**DATA**:

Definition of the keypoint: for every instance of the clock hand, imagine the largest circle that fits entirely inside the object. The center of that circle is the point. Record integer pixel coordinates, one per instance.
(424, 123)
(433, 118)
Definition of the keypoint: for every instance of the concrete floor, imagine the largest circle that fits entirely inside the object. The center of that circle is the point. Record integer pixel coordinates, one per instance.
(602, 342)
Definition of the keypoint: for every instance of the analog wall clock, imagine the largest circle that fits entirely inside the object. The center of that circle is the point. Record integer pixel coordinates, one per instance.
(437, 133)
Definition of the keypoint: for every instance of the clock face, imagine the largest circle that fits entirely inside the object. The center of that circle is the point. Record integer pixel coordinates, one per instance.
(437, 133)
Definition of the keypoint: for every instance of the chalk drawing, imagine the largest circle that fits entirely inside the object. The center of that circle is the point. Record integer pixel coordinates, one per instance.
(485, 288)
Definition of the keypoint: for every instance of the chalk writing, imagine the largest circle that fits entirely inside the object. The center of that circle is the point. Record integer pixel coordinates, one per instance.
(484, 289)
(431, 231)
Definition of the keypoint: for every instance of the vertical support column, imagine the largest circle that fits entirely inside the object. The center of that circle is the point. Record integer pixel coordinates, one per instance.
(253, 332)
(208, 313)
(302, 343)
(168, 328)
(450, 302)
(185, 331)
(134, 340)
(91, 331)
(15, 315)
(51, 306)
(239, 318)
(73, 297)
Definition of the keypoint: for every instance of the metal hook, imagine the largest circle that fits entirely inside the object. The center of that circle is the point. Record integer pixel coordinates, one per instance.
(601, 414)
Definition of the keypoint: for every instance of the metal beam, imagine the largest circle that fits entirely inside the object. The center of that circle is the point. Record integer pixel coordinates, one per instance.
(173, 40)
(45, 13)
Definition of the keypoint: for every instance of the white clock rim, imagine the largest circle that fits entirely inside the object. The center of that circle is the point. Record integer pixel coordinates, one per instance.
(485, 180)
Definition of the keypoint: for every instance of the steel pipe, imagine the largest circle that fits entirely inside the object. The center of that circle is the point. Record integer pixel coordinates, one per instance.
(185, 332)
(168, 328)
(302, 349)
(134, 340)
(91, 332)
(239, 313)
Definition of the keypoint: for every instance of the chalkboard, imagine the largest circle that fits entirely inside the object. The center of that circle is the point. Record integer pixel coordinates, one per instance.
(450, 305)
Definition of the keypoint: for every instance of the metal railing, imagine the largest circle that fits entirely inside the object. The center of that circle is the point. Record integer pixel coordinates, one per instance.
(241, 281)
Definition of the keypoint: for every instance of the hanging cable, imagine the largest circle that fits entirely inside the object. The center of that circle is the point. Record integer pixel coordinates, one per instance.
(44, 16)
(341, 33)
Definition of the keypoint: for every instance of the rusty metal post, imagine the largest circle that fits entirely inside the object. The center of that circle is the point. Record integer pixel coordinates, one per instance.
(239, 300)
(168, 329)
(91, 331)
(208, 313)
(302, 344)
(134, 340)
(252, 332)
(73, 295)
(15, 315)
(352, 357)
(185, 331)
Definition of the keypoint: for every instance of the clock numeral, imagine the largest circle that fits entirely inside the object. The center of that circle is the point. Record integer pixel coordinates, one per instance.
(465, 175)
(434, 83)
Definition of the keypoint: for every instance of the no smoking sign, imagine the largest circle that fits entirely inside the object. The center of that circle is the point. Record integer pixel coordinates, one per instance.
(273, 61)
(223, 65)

**HOW TO COMPLETE THIS TASK**: Transcribe all of the data so that each line matches the source exactly.

**SOLUTION FOR THIS TASK**:
Definition of the keypoint: for every instance of the clock hand, imagine the largest circle that fits entirely inside the object. The center of that circle is the point. Record integer pixel coordinates, one per instance.
(424, 123)
(433, 118)
Definition of the keypoint: for every instance of the concrete floor, imagine the largest circle that fits entirely inside the object. The center of that circle is the point. Record integer pixel coordinates, one per instance.
(602, 342)
Definition of the keypoint: for every instance of the analog wall clock, imagine the largest circle that fits entirely inside the object. The center of that circle is the point. Record integer pixel coordinates, one per instance.
(437, 133)
Definition of the keypoint: for every instance of the clock face, imagine the largest circle that fits entirely inside the object. The center of that circle is the point. Record integer pixel coordinates, one per instance.
(437, 133)
Definition of the keypoint: for every instance of the chalk drawing, imagine the largest circle that fits entirely inside the object. The center of that circle is the point. Record integer pixel coordinates, one per instance.
(485, 288)
Definition of the keypoint: for every instance of the chalk writing, imagine the largest circle that fits entirely inside the object. The center of that circle is the point. Record integer pixel coordinates, one per instance.
(484, 289)
(431, 231)
Definition of the keypoint: for every instance of the vertical support column, imagine the largest circle that fits entirely inside the object. The center of that circle is the point. Record integer pixel coordinates, one per instance.
(253, 332)
(208, 313)
(302, 343)
(168, 328)
(450, 302)
(185, 331)
(134, 340)
(91, 331)
(15, 315)
(51, 306)
(239, 318)
(73, 297)
Definition of the keypoint: for every instance of the metal hook, imagine the largest circle that fits entirely inside the object. The center of that circle is the point. Record integer pixel coordinates, one per instance.
(601, 414)
Definition of the keypoint: for every instance of the metal beam, imagine the largest circle that fits entirely inside the object. The center of that circle is the point. Record integer pixel coordinates, one per instance.
(173, 40)
(45, 13)
Definition of the keypoint: for every instance of the white clock rim, imagine the largest circle that fits entirely inside the object. The center of that circle is the point. Record integer pixel coordinates, one per instance.
(485, 180)
Definition of the keypoint: for every instance of the steel pipe, imagine the largest circle that fits entirely inside the object. The center of that circle is the point. Record integer pixel coordinates, one per instance.
(185, 332)
(168, 328)
(302, 349)
(134, 340)
(91, 332)
(239, 313)
Definition of the keypoint: for every instance of the chalkboard, imagine the largest circle that fits entirely inside the object. The center of that circle is the point. Record integer pixel coordinates, one per instance.
(450, 305)
Definition of the keypoint: for every instance of the metal railing, imagine the largest circle that fits entirely inside the object. The center of that circle is the point. Record integer pixel coordinates, one per instance.
(241, 281)
Definition of the keypoint: for every instance of the hanging cable, imagine the largest circle that fits entirely inside the object. The center of that circle is the point. Record integer pixel coordinates, one per instance.
(44, 16)
(341, 33)
Definition of the keypoint: for every instance of the rusty metal post, imagine the largest circle that fits entirely inside the object. The center of that circle is the point. Record integer pixel coordinates, one per instance.
(239, 300)
(168, 329)
(91, 331)
(208, 313)
(302, 344)
(134, 340)
(252, 332)
(73, 295)
(15, 315)
(352, 357)
(185, 331)
Definition of the keypoint: for every instance of the clock numeral, imagine the largest circle that fits entirely inside the object. The center of that circle is the point. Record integer pixel coordinates, one per instance.
(465, 175)
(434, 83)
Definition of the keypoint: for every instance of the no smoking sign, imagine the largest circle that fits entirely inside the object. The center of that circle is the point. Record integer pixel coordinates, one per instance.
(273, 61)
(223, 65)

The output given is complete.